"""

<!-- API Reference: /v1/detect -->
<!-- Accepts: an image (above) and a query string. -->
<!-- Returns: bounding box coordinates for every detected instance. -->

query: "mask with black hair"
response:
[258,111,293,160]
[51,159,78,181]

"""
"""

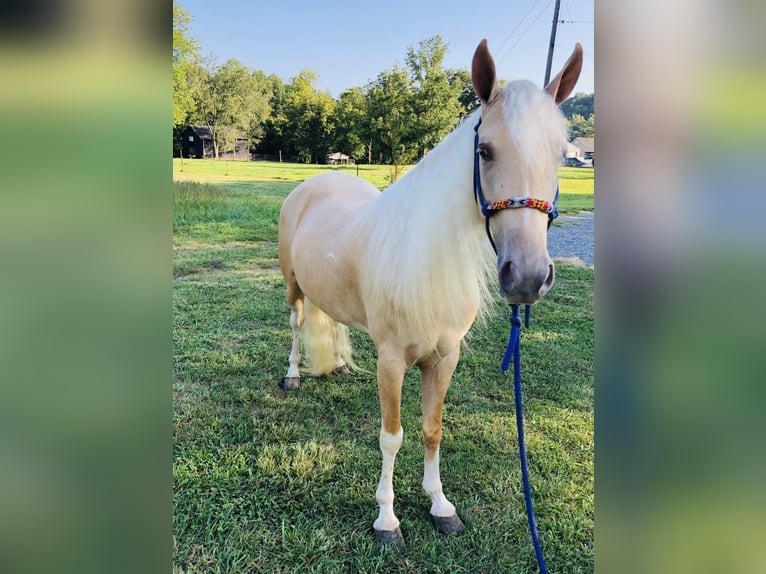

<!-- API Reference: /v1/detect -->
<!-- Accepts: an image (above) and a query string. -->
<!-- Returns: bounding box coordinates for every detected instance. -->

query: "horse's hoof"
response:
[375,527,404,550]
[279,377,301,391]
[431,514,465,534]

"""

» What is expected: Copy out every line in the entries above that contains the string "query", treating uppercase and lowercase letters as different.

» Solution to the exercise:
<!-- Accepts: an image (above) and a query string. -->
query: "mask with black hair"
<!-- Accepts: an image (above) and a query string. -->
query: "horse's hoof"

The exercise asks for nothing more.